_CHALLENGE_: Arrange every line of the items below as a JSON list of strings, one string per line, with blank lines left out.

---------- EXTRACTED INFORMATION ----------

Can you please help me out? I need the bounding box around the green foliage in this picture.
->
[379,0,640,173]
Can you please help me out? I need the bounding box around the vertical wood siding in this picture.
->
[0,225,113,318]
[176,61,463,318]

----------

_RESPONSE TO THIS TASK_:
[
  "Can you please help me out? I need the bounding box around the green foliage in this picture.",
  "->",
  "[379,0,640,173]",
  "Can you please help me out? I need the bounding box around the vertical wood siding in this picture.",
  "->",
  "[0,225,113,318]",
  "[176,61,463,318]"
]